È il 18 maggio del 2012. Al quartier generale californiano di Menlo Park il fondatore Mark Zuckerberg, felpa con cappuccio d’ordinanza, festeggia l’esordio di Facebook sui mercati.
Uno sbarco sul Nasdaq che, a dir la verità, non è passato alla storia per il suo esito positivo, con tanto di problemi tecnici e tonfo iniziale delle azioni.
Ma in questi 20 mesi il re di social network ha saputo farsi perdonare con risultati da record. Nel 2013 il fatturato è cresciuto del 55% rispetto all’anno precedente, a quasi otto miliardi di dollari, mentre l’utile netto ha raggiunto il miliardo e mezzo.
Così, la piattaforma nata dieci anni fa in una stanza del dormitorio di Harvard ora vale 156,7 miliardi di dollari.
Qualche ricercatore a Princeton ha detto che è soltanto una “malattia temporanea”. Stando a quanto dice Rick Summer, analista di Morningstar, a Mark Zuckerberg conviene davvero sperare che non sia così: “La capacità di monetizzare è strettamente connessa con il fatto che gli utenti vogliono andare sul sito”, dice.

DATI IN INGRESSO:
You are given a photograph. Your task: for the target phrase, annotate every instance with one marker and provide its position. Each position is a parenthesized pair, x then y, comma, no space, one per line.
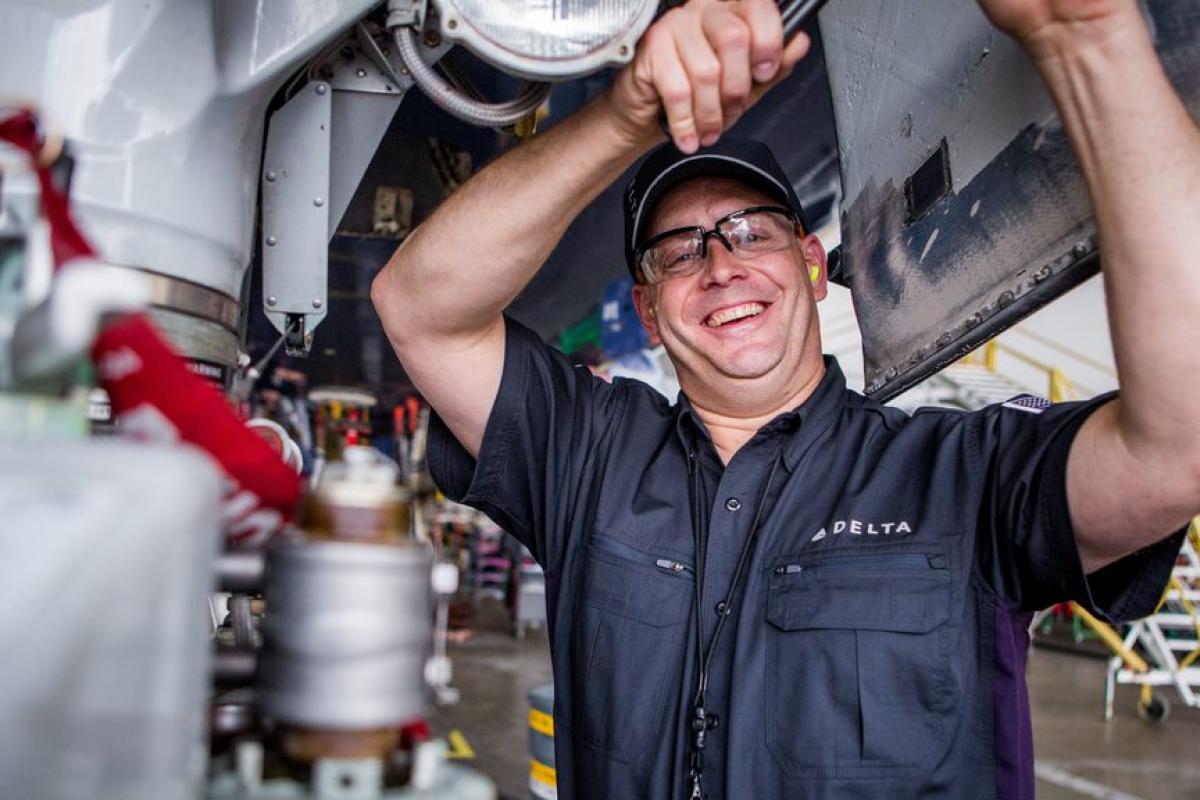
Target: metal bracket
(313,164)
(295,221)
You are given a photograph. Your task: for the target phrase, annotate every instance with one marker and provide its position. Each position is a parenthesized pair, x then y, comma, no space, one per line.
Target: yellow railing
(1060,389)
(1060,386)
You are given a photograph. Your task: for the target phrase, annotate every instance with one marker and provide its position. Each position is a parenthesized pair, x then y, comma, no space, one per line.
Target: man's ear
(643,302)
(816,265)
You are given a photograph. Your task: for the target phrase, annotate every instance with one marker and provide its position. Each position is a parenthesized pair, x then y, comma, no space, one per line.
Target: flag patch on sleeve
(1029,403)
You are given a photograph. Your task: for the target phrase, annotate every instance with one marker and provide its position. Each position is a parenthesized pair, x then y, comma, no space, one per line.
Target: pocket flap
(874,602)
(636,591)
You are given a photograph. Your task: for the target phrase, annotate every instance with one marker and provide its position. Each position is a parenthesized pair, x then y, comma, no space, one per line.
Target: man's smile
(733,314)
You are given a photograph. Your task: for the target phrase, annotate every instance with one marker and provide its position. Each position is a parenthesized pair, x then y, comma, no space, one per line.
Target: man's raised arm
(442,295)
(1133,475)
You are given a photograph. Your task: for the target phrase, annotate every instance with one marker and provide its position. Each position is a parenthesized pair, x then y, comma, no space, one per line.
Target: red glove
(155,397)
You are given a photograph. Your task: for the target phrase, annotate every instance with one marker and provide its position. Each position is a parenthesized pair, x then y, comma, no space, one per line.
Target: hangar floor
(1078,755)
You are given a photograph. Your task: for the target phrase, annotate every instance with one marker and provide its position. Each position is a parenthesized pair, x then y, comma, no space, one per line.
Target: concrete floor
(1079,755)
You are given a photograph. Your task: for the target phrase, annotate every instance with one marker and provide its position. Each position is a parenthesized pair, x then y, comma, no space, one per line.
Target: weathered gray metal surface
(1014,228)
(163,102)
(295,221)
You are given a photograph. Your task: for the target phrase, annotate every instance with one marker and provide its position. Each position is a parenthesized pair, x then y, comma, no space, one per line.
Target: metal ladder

ATTIVITÀ DA SVOLGERE:
[1] Elenchi tutte le organizzazioni, aziende e istituzioni citate per nome nel testo sulla quotazione di Facebook.
[2] Prosegua il testo sulla quotazione in borsa di Facebook a partire dall'ultima frase riportata.

RISPOSTE:
[1]
- Facebook
- Nasdaq
- Harvard
- Princeton
- Morningstar

[2]
“Facebook è attraente nel momento in cui si pensa che gli utenti continueranno ad utilizzarlo nei prossimi 5-10 anni. In ultima analisi è questo il principale punto di domanda che pesa sul titolo”, aggiunge.
L’azienda, però, ha già dimostrato di saper capire bene dove tira il vento. Basti vedere la crescita nel settore “mobile”: a dicembre gli utenti erano oltre 550 milioni, il 49% in più rispetto all’anno precedente.
Un dato che ha cambiato radicalmente la composizione del fatturato pubblicitario: oltre la metà (2,34 miliardi di dollari) ora viene proprio dagli smartphone.
Ma a Facebook tutto ciò non basta: per attirare gli inserzionisti vuole migliorare la raccolta dei dati personali e i sistemi con cui ci invia pubblicità personalizzata. E, così facendo, finisce regolarmente nel mirino dei difensori della privacy.